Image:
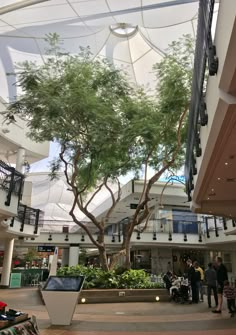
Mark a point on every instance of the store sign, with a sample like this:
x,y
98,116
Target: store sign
x,y
15,280
46,248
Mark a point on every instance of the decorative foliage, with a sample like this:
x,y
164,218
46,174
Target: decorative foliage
x,y
97,278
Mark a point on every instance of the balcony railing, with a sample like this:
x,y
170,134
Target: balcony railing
x,y
28,216
11,181
204,51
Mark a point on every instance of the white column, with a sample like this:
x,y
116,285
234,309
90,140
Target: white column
x,y
65,257
6,269
20,158
73,255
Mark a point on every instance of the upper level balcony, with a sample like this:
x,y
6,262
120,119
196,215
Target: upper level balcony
x,y
11,188
211,157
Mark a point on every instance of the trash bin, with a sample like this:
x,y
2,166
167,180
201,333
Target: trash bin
x,y
60,295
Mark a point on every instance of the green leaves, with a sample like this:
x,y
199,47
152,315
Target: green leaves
x,y
98,116
97,278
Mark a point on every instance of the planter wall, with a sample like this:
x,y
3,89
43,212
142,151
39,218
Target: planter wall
x,y
123,295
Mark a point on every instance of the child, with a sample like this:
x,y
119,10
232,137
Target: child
x,y
229,293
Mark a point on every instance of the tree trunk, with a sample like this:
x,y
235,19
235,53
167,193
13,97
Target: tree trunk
x,y
103,259
127,255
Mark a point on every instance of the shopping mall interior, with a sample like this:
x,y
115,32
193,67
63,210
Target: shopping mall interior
x,y
170,213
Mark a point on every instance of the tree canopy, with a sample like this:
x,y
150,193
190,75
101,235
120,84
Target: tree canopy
x,y
106,126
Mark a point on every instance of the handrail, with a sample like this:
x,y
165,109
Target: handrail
x,y
11,181
29,216
204,51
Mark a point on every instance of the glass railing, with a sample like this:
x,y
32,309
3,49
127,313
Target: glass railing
x,y
11,181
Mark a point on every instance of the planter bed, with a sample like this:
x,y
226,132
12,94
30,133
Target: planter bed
x,y
94,296
123,295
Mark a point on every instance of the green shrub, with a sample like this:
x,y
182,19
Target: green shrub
x,y
119,278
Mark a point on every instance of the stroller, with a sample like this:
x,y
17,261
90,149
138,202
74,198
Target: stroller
x,y
167,280
181,294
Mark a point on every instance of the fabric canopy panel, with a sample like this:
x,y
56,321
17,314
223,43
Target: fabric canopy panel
x,y
132,34
55,199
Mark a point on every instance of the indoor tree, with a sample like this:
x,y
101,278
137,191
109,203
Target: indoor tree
x,y
106,127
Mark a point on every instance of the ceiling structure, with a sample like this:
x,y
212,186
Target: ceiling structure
x,y
133,35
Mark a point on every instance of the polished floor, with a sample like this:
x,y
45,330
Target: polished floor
x,y
128,318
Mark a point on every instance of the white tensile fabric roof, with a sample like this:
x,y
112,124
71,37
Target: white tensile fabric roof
x,y
55,199
132,34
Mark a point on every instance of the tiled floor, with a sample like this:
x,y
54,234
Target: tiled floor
x,y
128,318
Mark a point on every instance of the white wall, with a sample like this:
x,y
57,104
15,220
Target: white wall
x,y
16,135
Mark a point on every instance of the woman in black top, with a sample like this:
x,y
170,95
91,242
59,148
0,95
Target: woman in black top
x,y
222,275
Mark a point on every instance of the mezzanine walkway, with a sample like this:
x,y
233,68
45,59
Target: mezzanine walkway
x,y
126,318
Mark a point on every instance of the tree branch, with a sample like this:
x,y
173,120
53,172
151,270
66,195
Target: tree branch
x,y
79,223
157,175
114,201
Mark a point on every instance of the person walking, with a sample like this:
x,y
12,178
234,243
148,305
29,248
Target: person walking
x,y
193,282
211,281
222,275
200,281
229,293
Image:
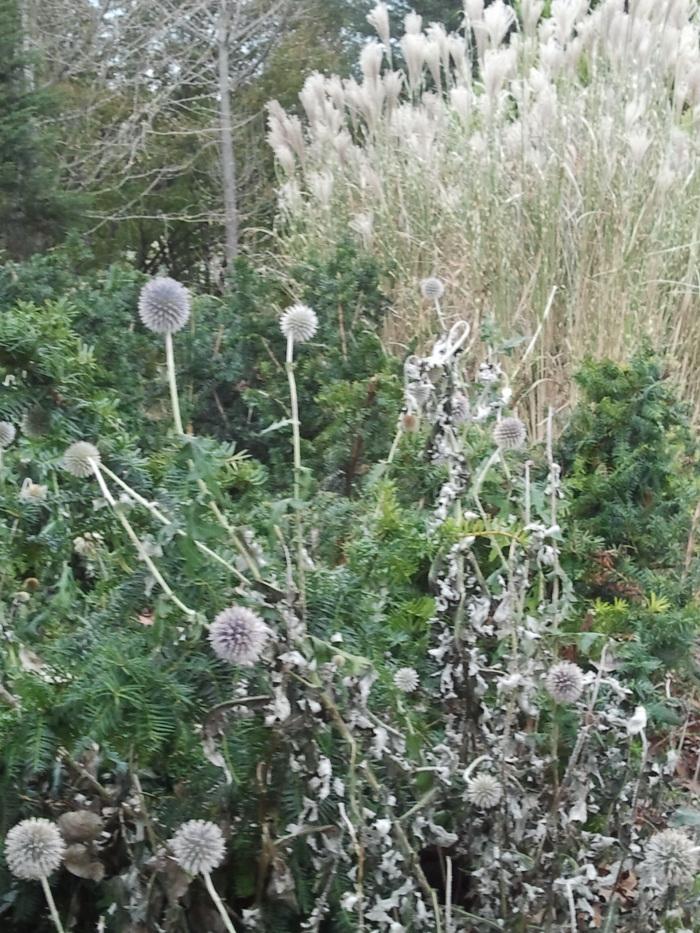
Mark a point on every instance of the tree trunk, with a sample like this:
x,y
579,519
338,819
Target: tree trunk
x,y
226,154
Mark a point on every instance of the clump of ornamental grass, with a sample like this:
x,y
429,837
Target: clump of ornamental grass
x,y
199,848
508,139
164,308
34,849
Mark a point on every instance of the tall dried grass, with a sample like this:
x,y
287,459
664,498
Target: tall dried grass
x,y
546,168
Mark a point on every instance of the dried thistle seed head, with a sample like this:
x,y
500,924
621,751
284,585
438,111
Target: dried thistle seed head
x,y
80,825
460,408
239,636
484,791
77,459
510,434
7,433
33,849
164,305
564,682
671,859
299,323
198,846
406,679
432,288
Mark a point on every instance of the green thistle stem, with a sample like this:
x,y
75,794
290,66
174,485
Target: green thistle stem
x,y
296,438
175,401
213,893
52,905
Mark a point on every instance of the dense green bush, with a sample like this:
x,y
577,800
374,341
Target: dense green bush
x,y
413,635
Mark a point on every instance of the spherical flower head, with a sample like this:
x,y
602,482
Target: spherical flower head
x,y
33,849
164,305
671,859
299,323
239,636
406,679
510,434
432,289
564,682
7,433
484,791
198,846
77,459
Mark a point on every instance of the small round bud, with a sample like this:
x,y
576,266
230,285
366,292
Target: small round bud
x,y
34,849
565,682
198,846
406,679
432,289
484,791
239,636
299,323
510,434
7,433
164,305
77,459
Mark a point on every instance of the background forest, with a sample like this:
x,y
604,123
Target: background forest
x,y
349,467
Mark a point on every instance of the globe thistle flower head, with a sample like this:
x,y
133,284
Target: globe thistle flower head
x,y
164,305
299,323
198,846
671,859
239,636
564,682
484,791
406,679
432,289
33,849
77,459
7,433
510,434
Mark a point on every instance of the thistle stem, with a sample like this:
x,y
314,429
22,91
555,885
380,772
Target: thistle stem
x,y
52,905
170,360
213,893
136,541
294,401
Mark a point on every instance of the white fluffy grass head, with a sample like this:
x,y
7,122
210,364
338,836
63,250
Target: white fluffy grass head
x,y
198,846
77,459
164,305
239,636
34,849
299,323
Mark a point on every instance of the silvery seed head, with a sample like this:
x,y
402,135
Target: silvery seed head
x,y
299,323
76,459
460,408
432,289
33,849
7,433
164,305
671,859
484,791
198,846
564,682
239,636
510,433
406,679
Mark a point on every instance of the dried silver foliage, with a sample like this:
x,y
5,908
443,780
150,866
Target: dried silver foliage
x,y
299,323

────

● **TASK ITEM**
Please output every entry exactly as written, apart from the pictures.

● **SOLUTION**
Image:
Mark a point on every instance of the store sign, with a sample like this:
x,y
98,116
Target: store sign
x,y
15,280
46,248
Mark a point on every instance of the decorative foliage, with a sample like this:
x,y
164,218
46,174
Target: decorative foliage
x,y
97,278
Mark a point on every instance of the balcony railing, with a sample like this:
x,y
170,134
Target: balcony railing
x,y
28,216
11,181
204,51
Mark a point on every instance of the white column, with a sample like this:
x,y
116,285
234,309
90,140
Target: white column
x,y
65,257
6,269
20,158
73,255
Mark a point on every instance of the upper level balcony, with a sample like this:
x,y
6,262
120,119
196,215
Target: upper level balcony
x,y
11,188
211,157
Mark a point on every instance of the trash bin, with a sample like this:
x,y
2,166
167,180
201,333
Target: trash bin
x,y
60,295
Mark a point on every instance of the green leaves, with a sample like this:
x,y
199,47
152,315
Target: green leaves
x,y
98,116
97,278
Mark a point on every instance of the planter wall, with a sample like this:
x,y
3,89
43,212
142,151
39,218
Target: planter wall
x,y
123,295
Mark a point on every instance of the child, with a sample like this:
x,y
119,10
232,137
Target: child
x,y
229,293
Mark a point on every instance of the tree trunk, with a sample like this:
x,y
235,19
235,53
167,193
13,97
Target: tree trunk
x,y
103,259
127,255
Mark a point on every instance of the shopping mall interior, with a sample like this:
x,y
115,32
193,67
63,210
Target: shopping mall interior
x,y
170,213
Mark a point on every instance of the tree canopy, with a sample like this:
x,y
150,193
190,75
101,235
120,84
Target: tree canopy
x,y
106,126
Mark a point on every instance of the handrail, with a sample like this:
x,y
165,109
Target: handrail
x,y
11,181
29,216
204,51
Mark a point on every instance of the glass railing, with a sample like this:
x,y
32,309
3,49
127,313
Target: glass railing
x,y
11,181
Mark a point on every instance of the planter bed, with a sample like this:
x,y
226,132
12,94
30,133
Target: planter bed
x,y
94,296
123,295
Mark a point on every instance of the green shrub, with a sample like this:
x,y
182,19
Target: green shrub
x,y
119,278
Mark a point on every instance of the stroller, with a sample like this:
x,y
17,261
90,149
138,202
74,198
Target: stroller
x,y
167,280
181,294
Mark a point on every instance of the fabric canopy panel, with a sample like this:
x,y
56,321
17,314
223,43
Target: fabric canopy panel
x,y
132,34
55,199
Mark a point on every instance of the indoor tree, with a sample like this:
x,y
101,278
137,191
109,203
Target: indoor tree
x,y
106,127
Mark a point on every instance of the ceiling structure, with a sample like this:
x,y
212,186
Target: ceiling structure
x,y
133,35
Mark a point on every instance of the polished floor, with a sample like this:
x,y
45,330
Target: polished floor
x,y
128,318
Mark a point on every instance of the white tensile fabric roof, with a sample like this:
x,y
112,124
71,37
Target: white tensile fabric roof
x,y
55,199
132,34
Mark a point on every instance of the tiled floor, with a sample like this:
x,y
54,234
Target: tiled floor
x,y
128,318
Mark a point on every instance of the white wall, with a sample like this:
x,y
57,104
15,220
Target: white wall
x,y
16,135
Mark a point on every instance of the woman in black top, with a sample like this:
x,y
170,95
91,242
59,148
0,95
Target: woman in black top
x,y
222,275
Mark a point on every instance of the mezzanine walkway, with a sample like this:
x,y
233,68
45,59
Target: mezzanine walkway
x,y
126,318
Mark a point on every instance of the tree branch, with a sample like this:
x,y
173,120
53,172
151,270
66,195
Target: tree branch
x,y
79,223
157,175
114,201
Mark a point on every instance of the person walking, with a sample like this:
x,y
12,178
234,243
148,305
29,248
Target: person walking
x,y
193,282
211,281
222,275
200,281
229,293
Image:
Mark a point on every instance of the tree trunk, with a sample like this:
x,y
579,519
338,819
Target: tree trunk
x,y
226,154
Mark a point on every instance of the clump of ornamental grass, with a sample like this:
x,y
429,837
Target: clump of ornamental grass
x,y
199,848
508,139
164,308
34,849
Mark a point on every instance of the tall dried grass, with a sample like this:
x,y
287,459
664,498
Target: tall dried grass
x,y
546,168
Mark a point on every instance of the dried thistle seed head, with a sample like this:
x,y
500,924
621,751
284,585
438,111
Target: dried thistle seed head
x,y
80,825
460,408
239,636
484,791
77,459
510,434
7,433
33,849
164,305
564,682
671,859
299,323
198,846
406,679
432,288
Mark a point on every instance of the green thistle stem, with a sample like this:
x,y
75,794
290,66
174,485
Target: green thistle stem
x,y
296,438
175,401
213,893
52,905
Mark a point on every instance of the dense green bush, with a sample like this:
x,y
577,800
374,341
Target: dense green bush
x,y
413,635
Mark a point on every instance of the spherical flower head, with a sample like this:
x,y
602,482
Target: spherical flower head
x,y
33,849
164,305
671,859
299,323
239,636
406,679
510,434
432,289
564,682
7,433
484,791
198,846
77,459
Mark a point on every instance of the small round bud, with a sample like this:
x,y
576,266
230,285
366,292
Target: small round bud
x,y
34,849
565,682
198,846
406,679
432,289
484,791
239,636
299,323
510,434
7,433
164,305
77,459
Mark a point on every instance of the background forest, with a sample like this:
x,y
604,123
Target: background forest
x,y
349,467
Mark a point on every instance of the globe thistle flower head, with a sample like this:
x,y
133,284
Target: globe thistle flower head
x,y
164,305
299,323
198,846
671,859
239,636
564,682
484,791
406,679
432,289
33,849
77,459
7,433
510,434
Mark a point on every instance of the thistle stem, with a sample like this:
x,y
314,429
22,91
555,885
380,772
Target: thistle stem
x,y
52,905
170,360
213,893
136,541
294,401
Mark a point on every instance of the white fluffy grass head, with a sample like this:
x,y
7,122
210,364
338,836
63,250
Target: white fluffy grass head
x,y
198,846
77,459
164,305
239,636
34,849
299,323
Mark a point on every instance of the silvery seed head, with a sample like this:
x,y
402,135
Target: silvery seed head
x,y
299,323
76,459
460,408
432,289
33,849
7,433
164,305
671,859
484,791
198,846
564,682
239,636
510,433
406,679
Mark a point on every instance of the dried silver foliage, with a sample like this:
x,y
5,908
443,780
150,866
Target: dried silver foliage
x,y
299,323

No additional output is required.